## [WORK TASK]
Find the line with "Target: group of people standing" in the records below. Copy it and every line after it, up to and including the line with "Target: person in striped shirt".

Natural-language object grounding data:

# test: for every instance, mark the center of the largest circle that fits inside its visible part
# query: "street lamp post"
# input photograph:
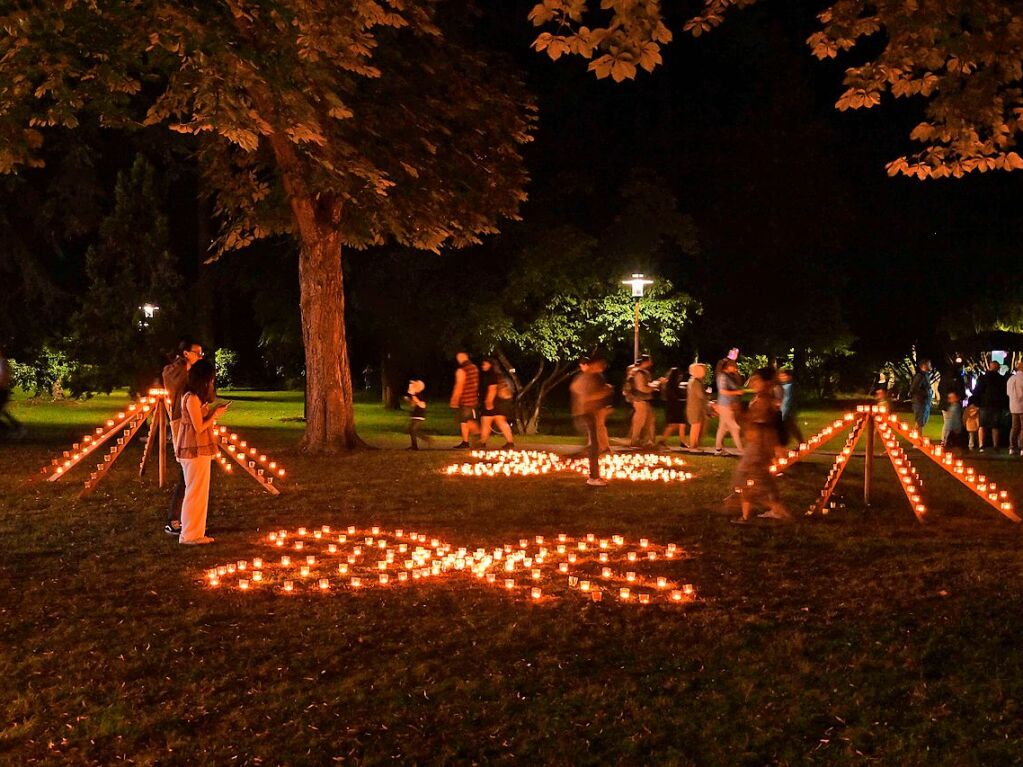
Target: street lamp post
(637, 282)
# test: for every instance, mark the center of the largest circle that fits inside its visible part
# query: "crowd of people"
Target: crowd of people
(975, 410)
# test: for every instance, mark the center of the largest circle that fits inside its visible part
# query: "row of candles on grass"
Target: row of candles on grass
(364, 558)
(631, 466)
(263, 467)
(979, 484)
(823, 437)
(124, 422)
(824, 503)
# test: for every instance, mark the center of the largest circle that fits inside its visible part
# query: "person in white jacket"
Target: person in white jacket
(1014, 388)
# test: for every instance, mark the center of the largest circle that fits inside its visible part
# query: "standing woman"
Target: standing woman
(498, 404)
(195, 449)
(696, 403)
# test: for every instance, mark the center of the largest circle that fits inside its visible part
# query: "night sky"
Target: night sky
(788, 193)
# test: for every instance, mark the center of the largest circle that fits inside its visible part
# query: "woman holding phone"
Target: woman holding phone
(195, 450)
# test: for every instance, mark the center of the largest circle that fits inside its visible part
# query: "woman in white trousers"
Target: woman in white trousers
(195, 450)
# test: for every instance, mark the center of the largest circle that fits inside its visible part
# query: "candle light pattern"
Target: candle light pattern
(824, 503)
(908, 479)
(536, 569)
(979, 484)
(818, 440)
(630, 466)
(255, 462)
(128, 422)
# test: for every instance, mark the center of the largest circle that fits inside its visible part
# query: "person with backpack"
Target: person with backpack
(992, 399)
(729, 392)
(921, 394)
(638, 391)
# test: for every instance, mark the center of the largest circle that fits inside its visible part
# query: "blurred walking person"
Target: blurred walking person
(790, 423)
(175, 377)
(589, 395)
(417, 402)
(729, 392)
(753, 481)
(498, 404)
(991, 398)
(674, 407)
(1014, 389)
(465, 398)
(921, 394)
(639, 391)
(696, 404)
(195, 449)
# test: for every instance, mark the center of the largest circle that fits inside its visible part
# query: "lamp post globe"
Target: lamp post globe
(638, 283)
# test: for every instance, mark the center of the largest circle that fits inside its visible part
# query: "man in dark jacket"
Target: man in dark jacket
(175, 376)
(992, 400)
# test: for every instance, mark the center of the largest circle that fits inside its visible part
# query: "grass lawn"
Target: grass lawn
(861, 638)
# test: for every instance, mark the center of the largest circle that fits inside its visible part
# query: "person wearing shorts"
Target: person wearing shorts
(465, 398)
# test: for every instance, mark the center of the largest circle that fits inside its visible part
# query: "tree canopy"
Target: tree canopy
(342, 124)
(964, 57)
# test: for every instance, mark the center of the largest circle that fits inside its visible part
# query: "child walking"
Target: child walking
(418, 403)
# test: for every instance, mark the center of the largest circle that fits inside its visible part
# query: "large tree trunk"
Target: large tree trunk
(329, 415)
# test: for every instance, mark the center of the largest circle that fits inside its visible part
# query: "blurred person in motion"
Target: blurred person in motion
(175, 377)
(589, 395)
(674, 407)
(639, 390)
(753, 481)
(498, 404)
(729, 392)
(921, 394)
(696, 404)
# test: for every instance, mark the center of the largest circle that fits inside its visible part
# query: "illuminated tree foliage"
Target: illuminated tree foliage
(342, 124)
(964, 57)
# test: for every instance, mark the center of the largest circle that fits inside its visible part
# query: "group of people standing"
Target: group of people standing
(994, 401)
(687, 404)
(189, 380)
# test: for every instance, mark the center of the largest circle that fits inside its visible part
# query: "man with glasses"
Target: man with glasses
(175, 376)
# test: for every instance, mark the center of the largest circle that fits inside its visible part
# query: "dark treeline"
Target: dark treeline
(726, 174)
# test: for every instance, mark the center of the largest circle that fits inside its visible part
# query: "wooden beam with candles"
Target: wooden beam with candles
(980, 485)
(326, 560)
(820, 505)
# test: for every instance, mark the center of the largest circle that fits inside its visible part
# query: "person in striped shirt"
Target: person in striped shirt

--

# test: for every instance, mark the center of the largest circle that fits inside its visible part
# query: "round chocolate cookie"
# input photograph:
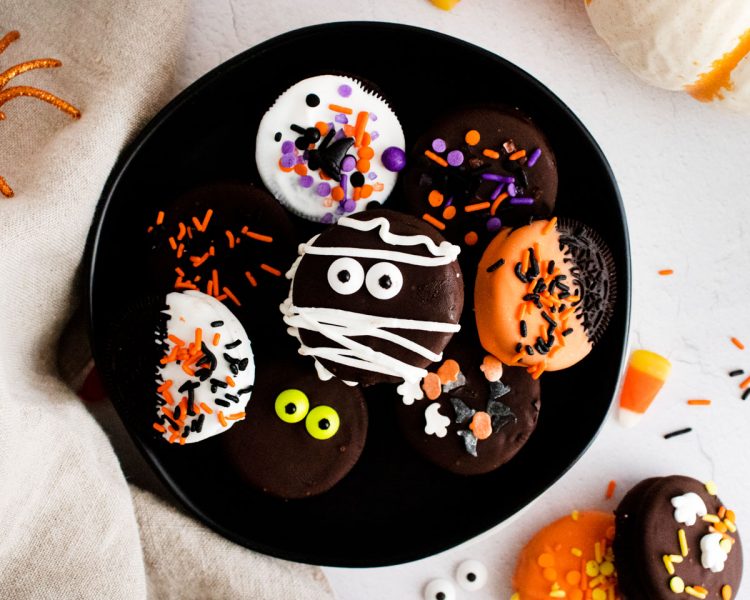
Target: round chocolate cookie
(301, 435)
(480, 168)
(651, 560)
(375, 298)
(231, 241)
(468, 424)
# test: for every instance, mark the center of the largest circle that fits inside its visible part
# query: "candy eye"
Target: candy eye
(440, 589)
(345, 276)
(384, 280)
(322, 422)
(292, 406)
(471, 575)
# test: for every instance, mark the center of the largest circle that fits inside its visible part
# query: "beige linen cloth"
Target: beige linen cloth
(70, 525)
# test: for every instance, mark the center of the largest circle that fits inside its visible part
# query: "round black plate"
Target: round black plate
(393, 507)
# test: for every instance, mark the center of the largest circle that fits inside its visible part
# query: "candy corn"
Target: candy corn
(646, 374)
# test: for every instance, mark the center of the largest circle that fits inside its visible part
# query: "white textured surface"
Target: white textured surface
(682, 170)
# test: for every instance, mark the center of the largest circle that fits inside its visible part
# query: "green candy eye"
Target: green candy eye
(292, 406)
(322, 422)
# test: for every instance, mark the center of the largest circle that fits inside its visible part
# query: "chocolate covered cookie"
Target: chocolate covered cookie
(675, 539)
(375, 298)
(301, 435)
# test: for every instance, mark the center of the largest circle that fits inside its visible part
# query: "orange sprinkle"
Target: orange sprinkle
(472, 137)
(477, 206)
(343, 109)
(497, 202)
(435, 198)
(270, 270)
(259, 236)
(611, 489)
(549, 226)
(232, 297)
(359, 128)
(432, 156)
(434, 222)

## [SOLUTION TO THIS EXERCISE]
Target: group of people standing
(994, 401)
(687, 404)
(189, 380)
# test: for every instance, mark the center of the largest circle that fits inside its visible part
# query: "man with glasses"
Target: man with glasses
(175, 376)
# test: for every instance, mark the center of the largest circle that fits inside its visible part
# query: "dark treeline"
Target: dark treeline
(726, 174)
# test: for every instance, mark the center of the largest circle that fits inside its visible part
# query: "wooden beam with candles"
Target: wooden beam with candles
(980, 485)
(326, 560)
(820, 505)
# test: for every instance, mark the center of the largest circle that fits inside its visible part
# query: "person in striped shirt"
Target: person in striped shirt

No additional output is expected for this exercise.